It built a strong sense of community, which was often extended to the pub in the evenings. Different groups had a reputation for being more or less friendly. Some academic staff were more likely to be seen in the tea room than others, but in principle you could meet and engage with anyone there. Indeed, it was in the tea room that I recall Brian Pippard (already retired from the Cavendish Chair, the senior chair in the department, but still much in evidence) questioning why I wanted to get a research grant, when I admitted my first application had been turned down. He was definitely in the ‘you can do it all with string and sealing wax’ school (although for him, this would have been along with fantastic workshops and technicians to help build the apparatus, which were properly funded by the department under the funding mechanisms of the day.)

I mention this was the case for condensed matter physicists because, as I recall, the astronomers and high energy physicists always stayed away, with their own tea room(s). In due course the theoreticians got their own fancy coffee machine and were no longer to be seen, and over time that whole habit was essentially lost, except possibly amongst the workshop technicians for whom the 30 (I believe) minute breaks were sacrosanct. I note the new Cavendish building, recently fully opened as the Ray Dolby Centre, has preserved the idea of a large tea room, open to anyone without the need to get through the security gates with a University card. It will be interesting to see how it is utilised. I was struck, on arranging a meeting with an active member of the department (as I clearly am no longer) that they chose the canteen as a place to meet, rather than their office.

### Data provided
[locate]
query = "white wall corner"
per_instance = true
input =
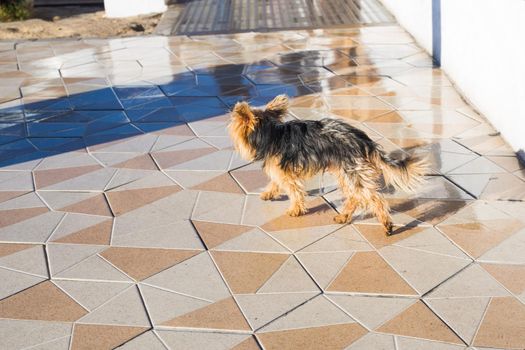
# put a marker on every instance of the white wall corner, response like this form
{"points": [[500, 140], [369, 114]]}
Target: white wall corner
{"points": [[127, 8], [416, 17]]}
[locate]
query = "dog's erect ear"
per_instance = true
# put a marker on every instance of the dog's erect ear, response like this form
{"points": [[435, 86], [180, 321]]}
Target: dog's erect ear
{"points": [[244, 111], [278, 104]]}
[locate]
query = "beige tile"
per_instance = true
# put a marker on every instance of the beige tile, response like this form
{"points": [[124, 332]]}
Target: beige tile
{"points": [[247, 272], [511, 276], [45, 302], [314, 313], [141, 263], [371, 311], [126, 308], [423, 270], [260, 309], [221, 183], [87, 336], [123, 201], [471, 282], [463, 315], [367, 272], [503, 325], [330, 337], [201, 340], [419, 322], [214, 234], [223, 314]]}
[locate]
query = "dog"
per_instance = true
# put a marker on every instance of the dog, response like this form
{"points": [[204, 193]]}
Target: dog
{"points": [[295, 150]]}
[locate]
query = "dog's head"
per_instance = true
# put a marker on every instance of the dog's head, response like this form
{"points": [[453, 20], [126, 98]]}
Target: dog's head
{"points": [[245, 119]]}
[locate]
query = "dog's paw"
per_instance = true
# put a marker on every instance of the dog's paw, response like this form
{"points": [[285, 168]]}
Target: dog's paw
{"points": [[296, 211], [342, 218], [389, 227], [266, 196]]}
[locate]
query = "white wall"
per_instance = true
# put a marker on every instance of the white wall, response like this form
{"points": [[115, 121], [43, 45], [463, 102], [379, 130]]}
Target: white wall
{"points": [[416, 17], [126, 8], [482, 51]]}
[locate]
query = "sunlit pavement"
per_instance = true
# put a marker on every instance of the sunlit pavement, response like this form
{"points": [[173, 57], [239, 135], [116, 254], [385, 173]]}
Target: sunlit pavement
{"points": [[126, 218]]}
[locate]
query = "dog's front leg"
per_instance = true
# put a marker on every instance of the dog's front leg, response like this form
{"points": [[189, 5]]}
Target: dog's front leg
{"points": [[295, 190], [271, 191]]}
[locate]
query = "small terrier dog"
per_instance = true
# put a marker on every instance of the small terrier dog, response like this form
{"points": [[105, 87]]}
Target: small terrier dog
{"points": [[295, 150]]}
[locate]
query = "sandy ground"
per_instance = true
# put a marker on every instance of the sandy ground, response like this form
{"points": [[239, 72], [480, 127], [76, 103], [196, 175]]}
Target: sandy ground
{"points": [[76, 21]]}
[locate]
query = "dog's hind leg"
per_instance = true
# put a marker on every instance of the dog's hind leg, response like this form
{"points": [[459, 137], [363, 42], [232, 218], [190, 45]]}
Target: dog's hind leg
{"points": [[291, 183], [271, 191], [369, 191], [348, 187]]}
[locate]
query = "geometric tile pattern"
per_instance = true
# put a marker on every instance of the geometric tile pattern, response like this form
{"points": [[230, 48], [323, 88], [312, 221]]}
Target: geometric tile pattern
{"points": [[126, 218]]}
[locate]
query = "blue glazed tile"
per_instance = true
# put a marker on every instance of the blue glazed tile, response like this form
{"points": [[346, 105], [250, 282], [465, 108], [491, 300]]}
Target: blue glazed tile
{"points": [[95, 100], [155, 115]]}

### What you need to do
- A) In the reminiscence about the Cavendish tea room, what is the new Cavendish building called now that it has fully opened?
- B) Extend the reminiscence about the Cavendish tea room, beginning after its final sentence.

### Activity answers
- A) The Ray Dolby Centre.

- B)
That is all a long-winded way to say that personal interactions matter, access to people you might not otherwise see during the course of your day crouched over some apparatus or screen. That sense of a community where you can ask naïve questions over a cup of tea as well as discuss the latest gossip is important for science to progress. As Abbott and Maynard say ‘Digital spaces optimize for transaction, not relationships…’ I’ve not forgotten the last huge US conference I went to, now many years ago but already people were sitting in the corridors staring at phones/laptops/tablets rather than attending the talks themselves. I found it deeply dispiriting and have avoided all such conferences since. I didn’t travel across the Atlantic simply to read the emails I could have read more comfortably from my desk.

Abbott and Maynard stress the importance of working in close collaboration and discussions with others in the context of AI, neighbours as well as work colleagues, and the importance of social interactions form the backdrops to another book I’m currently reading: Pete Etchell’s Unlocked about screen time and whether or not it is bad for us, particularly for adolescents. There is mass media discussion of how bad staring at a screen can be for teenagers, but the evidence is far from clear. In part this is because looking at email is vastly different from TikTok, which is different again from gaming or watching a film, let alone doom-scrolling. Obvious though that point is, it isn’t usually possible to detect that level of nuance in headlines. Nevertheless, people matter to adolescents as to PhD students and indeed to (just about) all of us. I am very conscious of this as a retiree, where I no longer have a place of work to go to and could just spend my life staring at a screen, even if I’m reading books on my iPad rather than getting worked up by what I find on social media.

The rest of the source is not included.